■ Prompt ■
Edit everything from the line containing "of the long" down to the line containing "point(100, 144)", both ends included: put "dark hair" where "long brown hair" appears and keep everything else the same.

■ Data for the task ■

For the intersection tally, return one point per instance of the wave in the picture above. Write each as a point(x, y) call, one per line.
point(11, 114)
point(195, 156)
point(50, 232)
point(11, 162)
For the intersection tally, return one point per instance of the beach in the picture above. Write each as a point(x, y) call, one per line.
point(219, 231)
---
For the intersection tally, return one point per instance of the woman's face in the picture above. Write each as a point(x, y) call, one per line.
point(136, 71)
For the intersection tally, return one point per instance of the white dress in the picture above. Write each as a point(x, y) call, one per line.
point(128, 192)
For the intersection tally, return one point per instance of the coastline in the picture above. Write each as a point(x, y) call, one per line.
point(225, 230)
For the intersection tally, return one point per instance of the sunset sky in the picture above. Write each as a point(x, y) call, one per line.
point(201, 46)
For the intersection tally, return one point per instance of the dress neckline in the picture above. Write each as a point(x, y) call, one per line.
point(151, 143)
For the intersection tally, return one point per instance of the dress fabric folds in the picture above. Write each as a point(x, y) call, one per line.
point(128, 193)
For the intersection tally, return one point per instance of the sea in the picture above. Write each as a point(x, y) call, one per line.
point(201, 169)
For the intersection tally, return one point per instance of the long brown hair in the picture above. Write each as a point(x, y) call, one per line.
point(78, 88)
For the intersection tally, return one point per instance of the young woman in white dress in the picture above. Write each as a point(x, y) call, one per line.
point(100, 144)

■ Final result ■
For the intersection tally, return one point per instance of the dark hair in the picture above. Write each as a point(x, y) call, one per line.
point(78, 88)
For the intersection tally, return one point per instance of the young woman in white dress in the picture above. Write each as a point(x, y) call, one per line.
point(100, 144)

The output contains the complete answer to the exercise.